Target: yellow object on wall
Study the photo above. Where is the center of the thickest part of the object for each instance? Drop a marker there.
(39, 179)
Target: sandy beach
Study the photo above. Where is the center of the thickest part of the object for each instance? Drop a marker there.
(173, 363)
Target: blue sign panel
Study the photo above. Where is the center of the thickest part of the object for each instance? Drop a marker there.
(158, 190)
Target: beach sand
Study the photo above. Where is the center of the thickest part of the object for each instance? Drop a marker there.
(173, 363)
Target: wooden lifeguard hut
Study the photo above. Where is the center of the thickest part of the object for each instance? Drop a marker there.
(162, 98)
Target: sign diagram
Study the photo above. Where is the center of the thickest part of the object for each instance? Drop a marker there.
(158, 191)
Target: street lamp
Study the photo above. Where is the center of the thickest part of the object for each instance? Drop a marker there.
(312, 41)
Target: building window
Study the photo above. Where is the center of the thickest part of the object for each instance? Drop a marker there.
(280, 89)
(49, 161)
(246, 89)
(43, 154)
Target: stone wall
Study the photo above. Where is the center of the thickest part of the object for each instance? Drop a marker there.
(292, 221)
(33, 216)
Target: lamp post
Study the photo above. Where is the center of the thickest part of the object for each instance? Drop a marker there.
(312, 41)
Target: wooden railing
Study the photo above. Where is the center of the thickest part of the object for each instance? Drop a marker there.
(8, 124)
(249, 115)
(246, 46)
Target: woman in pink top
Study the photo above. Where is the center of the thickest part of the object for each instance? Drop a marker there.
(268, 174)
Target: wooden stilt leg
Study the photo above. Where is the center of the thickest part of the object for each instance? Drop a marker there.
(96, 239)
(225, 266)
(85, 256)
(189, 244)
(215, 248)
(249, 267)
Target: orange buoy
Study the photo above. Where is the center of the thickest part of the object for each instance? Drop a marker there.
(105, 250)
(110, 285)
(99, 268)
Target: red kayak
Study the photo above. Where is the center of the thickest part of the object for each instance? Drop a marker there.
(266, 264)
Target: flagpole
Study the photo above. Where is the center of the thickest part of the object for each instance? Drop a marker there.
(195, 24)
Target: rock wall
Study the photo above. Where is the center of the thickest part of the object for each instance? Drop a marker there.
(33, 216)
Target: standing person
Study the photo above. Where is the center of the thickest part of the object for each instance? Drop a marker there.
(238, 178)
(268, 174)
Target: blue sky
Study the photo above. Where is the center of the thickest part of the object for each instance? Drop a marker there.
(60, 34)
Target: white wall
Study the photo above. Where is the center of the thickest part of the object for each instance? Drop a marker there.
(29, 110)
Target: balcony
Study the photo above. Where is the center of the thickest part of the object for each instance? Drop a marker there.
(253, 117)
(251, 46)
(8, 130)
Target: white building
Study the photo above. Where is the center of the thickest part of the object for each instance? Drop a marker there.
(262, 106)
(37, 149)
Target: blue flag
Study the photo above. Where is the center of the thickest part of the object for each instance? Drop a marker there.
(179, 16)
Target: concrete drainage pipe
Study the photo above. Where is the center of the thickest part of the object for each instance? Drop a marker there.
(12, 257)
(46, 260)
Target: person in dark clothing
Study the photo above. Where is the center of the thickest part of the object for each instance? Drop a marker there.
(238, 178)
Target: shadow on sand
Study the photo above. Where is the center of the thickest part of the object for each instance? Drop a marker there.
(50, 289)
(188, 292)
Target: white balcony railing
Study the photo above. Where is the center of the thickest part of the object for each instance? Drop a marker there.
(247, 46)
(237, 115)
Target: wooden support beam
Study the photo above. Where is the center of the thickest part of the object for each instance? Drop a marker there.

********************

- Task objective -
Reproduce all the entries above with "Drop a marker" changed to "Place a pin" wherever it occurs, keeping everything else the same.

- Response to the exercise -
Target: yellow object on wall
Study the photo above. Where is the center of the thickest part of the object for each instance? Place a pin there.
(39, 179)
Target: sandy beach
Study the photo above. Where is the center of the thickest part of the object for each instance? Place a pin there.
(173, 363)
Target: blue sign panel
Study the photo above. Where is the center of the thickest part of the object for each instance? Place a pin there.
(158, 190)
Target: beach sand
Study the photo above. Where is the center of the thickest part of the object for each instance? Place a pin there.
(173, 363)
Target: wooden lifeguard hut
Study the photo above. Where is the center of the thickest part of the object for each instance? Place a pin there.
(162, 98)
Target: sign diagram
Study the photo above. Where is the center of the thickest part of the object for each instance? Place a pin there.
(158, 191)
Target: street lamp
Study the photo above. Where is the center of the thickest part of the object for each instance? Place a pin there.
(312, 41)
Target: building window
Study the photo above. Where is the center of the thickest part of the object for each instance? Place a pin there.
(280, 89)
(49, 161)
(246, 89)
(43, 154)
Target: stone wall
Study the photo above. Where is the center of the thickest part of the object for each instance? Place a pin there.
(292, 221)
(33, 216)
Target: lamp post
Study the photo above. Where is the center of the thickest part of the object for each instance? Place a pin there.
(312, 41)
Target: wooden railing
Study the photo above. Where is the center of the thickest part of the object for each instance? Place a pin there.
(8, 124)
(249, 115)
(246, 46)
Target: woman in pink top
Study the photo above. Where is the center of the thickest part of the object for each instance? Place a pin there.
(268, 174)
Target: wooden stilt leg
Study the photo above. Where is the center of the thickest part of the object for each instance? Place a pin there.
(96, 239)
(225, 266)
(85, 256)
(189, 244)
(215, 248)
(249, 267)
Target: orange buoy
Study the photo above. Where is the center of the thickest part of the object for each instance? Place a pin there.
(105, 250)
(110, 285)
(99, 268)
Target: red kayak
Study the photo above. Where is the center of the thickest part of the object for each instance? Place a pin there.
(266, 264)
Target: flagpole
Study the photo above. Where is the center of the thickest part of the object for each instance? Place a pin there.
(195, 24)
Target: rock wall
Study the photo above. Where is the center of the thickest part of the object for each instance? Place a pin there.
(33, 216)
Target: standing person
Study the photo above. Where is the center of the thickest part of the object for each instance? Place a pin there.
(238, 178)
(268, 174)
Target: blue sky
Study the photo above. Where is the center of the thickest part of the object for each instance? Place a pin there.
(60, 34)
Target: white wall
Study the photo above. Where is the center of the thickest part of the object for each instance? Place a pin there.
(29, 110)
Target: balcony
Study the photo above. Where is the center of the thickest part of the object for each instance? Place a pin there.
(253, 117)
(251, 46)
(8, 130)
Target: white building
Study the photo above. Where is the center of the thickest part of the object for each instance? Place a pin there.
(262, 106)
(37, 149)
Target: blue flag
Study the photo above. Where is the center of the thickest part of the object for each instance? Place a pin there.
(179, 16)
Target: concrete drainage pipe
Study the photo above. Where is the center of the thickest part of the object for each instance? Place a pin there.
(12, 257)
(46, 260)
Target: person in dark clothing
Study the photo above. Where is the center of the thickest part of the object for each instance? Place a pin there.
(238, 178)
Target: shadow on sand
Study the photo above. Where is the center of the thickest part of the object for each instance? Place a pin there.
(50, 289)
(188, 292)
Target: white balcony railing
Study the photo above. Where is the center of the thickest part of the object for each instance? Place a pin there.
(247, 46)
(237, 115)
Target: wooden support beam
Study the photo above. Where is the center of the thickest part of the object for each instance? Place a pin there.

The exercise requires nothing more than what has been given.